> [ACTION ITEM]:
Reproduce exactly, with no other output, every line of the data below from the line containing "Record the location of each instance of the wall" to the end, inclusive.

----- TASK MATERIAL -----

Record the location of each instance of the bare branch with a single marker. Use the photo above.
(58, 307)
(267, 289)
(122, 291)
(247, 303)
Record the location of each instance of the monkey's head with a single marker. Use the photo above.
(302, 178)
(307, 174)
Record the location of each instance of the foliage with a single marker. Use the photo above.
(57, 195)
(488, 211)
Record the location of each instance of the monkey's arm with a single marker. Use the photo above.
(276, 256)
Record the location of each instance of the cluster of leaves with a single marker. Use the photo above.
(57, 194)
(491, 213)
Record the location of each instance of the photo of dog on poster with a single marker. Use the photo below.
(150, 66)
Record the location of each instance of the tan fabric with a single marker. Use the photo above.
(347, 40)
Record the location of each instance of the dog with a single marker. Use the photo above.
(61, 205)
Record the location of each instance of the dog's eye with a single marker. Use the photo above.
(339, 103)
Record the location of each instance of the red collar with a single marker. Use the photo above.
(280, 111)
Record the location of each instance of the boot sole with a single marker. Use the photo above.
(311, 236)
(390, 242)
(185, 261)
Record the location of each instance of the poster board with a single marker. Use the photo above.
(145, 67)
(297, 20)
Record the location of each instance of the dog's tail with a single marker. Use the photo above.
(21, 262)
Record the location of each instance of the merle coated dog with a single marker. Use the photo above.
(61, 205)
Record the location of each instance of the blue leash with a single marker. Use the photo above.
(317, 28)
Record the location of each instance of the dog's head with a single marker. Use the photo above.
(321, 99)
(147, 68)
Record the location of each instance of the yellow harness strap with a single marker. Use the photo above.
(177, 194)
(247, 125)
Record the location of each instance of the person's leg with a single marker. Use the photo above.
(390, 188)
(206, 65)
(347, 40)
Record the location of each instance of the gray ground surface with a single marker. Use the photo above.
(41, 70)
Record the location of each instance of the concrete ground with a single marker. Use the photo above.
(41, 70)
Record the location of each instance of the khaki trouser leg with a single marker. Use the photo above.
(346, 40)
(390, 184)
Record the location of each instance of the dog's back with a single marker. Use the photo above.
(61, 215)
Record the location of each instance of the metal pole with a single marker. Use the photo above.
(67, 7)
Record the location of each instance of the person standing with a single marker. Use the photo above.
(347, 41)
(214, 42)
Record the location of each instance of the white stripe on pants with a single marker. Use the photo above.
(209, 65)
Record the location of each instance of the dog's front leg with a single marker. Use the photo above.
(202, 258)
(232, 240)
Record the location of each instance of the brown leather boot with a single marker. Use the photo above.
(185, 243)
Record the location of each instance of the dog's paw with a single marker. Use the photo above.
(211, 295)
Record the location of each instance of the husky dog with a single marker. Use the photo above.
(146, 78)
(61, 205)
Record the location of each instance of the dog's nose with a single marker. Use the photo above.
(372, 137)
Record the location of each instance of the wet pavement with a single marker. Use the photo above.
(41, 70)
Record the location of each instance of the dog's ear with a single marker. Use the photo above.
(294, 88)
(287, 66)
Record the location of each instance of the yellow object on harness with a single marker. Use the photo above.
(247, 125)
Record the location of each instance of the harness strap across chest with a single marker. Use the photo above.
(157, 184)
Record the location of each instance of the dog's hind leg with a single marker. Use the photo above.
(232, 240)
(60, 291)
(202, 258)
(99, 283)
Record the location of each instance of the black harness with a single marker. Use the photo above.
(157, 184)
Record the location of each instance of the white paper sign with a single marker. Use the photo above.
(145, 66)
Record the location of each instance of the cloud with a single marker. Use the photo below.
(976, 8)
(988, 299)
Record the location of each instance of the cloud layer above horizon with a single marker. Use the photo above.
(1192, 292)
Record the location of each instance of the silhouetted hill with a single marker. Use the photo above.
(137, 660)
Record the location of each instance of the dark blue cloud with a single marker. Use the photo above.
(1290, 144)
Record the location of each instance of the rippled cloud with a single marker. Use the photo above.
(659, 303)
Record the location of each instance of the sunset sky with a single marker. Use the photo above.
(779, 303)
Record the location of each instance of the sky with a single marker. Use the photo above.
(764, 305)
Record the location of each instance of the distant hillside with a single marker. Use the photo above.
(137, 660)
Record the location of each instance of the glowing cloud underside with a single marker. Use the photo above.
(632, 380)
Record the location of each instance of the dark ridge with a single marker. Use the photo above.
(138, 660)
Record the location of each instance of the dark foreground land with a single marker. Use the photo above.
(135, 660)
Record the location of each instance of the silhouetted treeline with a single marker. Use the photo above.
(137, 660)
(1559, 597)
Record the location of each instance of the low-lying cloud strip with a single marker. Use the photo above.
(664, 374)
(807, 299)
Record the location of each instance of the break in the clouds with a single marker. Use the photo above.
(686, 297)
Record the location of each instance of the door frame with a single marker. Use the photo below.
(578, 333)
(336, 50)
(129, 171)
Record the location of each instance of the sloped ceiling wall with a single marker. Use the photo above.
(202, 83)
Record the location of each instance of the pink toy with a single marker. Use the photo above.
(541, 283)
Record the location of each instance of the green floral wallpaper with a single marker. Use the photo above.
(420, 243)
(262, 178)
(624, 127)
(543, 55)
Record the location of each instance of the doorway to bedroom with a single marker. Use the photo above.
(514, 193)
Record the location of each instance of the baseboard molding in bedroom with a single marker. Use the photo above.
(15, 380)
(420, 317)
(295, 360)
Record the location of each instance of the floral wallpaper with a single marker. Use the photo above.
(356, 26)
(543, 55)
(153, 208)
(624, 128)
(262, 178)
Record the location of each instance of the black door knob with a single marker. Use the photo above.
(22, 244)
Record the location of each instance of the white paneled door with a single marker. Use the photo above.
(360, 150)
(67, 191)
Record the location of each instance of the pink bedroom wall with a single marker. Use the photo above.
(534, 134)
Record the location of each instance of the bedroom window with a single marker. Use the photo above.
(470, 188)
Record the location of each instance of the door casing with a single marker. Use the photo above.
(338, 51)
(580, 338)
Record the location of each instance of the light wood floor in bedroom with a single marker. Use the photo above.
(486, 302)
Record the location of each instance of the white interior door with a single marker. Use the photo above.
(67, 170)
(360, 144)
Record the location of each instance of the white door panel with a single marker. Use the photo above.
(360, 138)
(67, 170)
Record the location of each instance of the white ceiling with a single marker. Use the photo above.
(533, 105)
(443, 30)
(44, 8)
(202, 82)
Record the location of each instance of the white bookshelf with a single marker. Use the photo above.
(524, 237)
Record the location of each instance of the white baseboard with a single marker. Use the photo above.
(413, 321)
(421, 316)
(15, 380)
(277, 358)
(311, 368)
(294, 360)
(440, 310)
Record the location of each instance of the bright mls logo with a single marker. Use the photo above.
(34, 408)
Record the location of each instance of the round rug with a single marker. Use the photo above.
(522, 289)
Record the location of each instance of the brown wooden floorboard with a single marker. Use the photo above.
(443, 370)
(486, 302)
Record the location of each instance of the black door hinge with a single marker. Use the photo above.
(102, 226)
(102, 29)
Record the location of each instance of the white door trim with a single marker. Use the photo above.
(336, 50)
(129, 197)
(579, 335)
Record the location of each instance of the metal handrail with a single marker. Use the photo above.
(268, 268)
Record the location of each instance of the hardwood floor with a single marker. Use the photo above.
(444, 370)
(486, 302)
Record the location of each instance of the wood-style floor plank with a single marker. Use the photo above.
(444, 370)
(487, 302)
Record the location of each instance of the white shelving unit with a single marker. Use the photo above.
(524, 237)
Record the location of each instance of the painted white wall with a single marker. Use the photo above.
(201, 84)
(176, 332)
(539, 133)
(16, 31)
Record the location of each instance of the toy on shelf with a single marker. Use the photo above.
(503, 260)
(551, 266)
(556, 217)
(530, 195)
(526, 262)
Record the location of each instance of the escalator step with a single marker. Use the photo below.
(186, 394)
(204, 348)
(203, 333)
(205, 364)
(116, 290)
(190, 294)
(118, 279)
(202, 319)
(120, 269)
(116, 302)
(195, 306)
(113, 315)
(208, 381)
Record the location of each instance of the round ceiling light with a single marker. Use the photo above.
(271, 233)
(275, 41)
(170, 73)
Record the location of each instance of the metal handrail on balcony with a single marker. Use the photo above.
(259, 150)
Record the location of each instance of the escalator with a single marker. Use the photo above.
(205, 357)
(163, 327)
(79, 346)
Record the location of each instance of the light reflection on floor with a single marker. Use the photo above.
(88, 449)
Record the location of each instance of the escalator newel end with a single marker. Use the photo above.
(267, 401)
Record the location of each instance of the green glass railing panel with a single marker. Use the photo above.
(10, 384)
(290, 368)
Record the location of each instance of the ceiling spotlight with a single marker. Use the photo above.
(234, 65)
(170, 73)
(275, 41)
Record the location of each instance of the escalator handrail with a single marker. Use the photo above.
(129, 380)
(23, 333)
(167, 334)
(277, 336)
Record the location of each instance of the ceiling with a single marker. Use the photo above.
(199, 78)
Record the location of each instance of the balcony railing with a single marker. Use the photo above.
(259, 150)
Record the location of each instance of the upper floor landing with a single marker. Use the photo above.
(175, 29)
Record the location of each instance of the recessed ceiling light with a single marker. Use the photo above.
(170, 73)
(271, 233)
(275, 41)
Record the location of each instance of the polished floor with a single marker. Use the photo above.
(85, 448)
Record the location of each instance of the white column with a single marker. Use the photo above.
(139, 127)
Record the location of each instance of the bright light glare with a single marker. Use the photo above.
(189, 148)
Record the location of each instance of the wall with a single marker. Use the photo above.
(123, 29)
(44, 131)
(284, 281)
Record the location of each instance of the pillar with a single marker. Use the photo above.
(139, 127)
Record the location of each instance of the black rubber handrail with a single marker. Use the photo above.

-----

> [EXERCISE RESULT]:
Record the location of each instance of the wall with a single marker. Use the photo above.
(123, 29)
(44, 131)
(284, 281)
Record the location of each instance of the pillar with a single marker. Use the photo above.
(139, 127)
Record the location of each instance of the black rubber handrail with a single marker. Use the photo above.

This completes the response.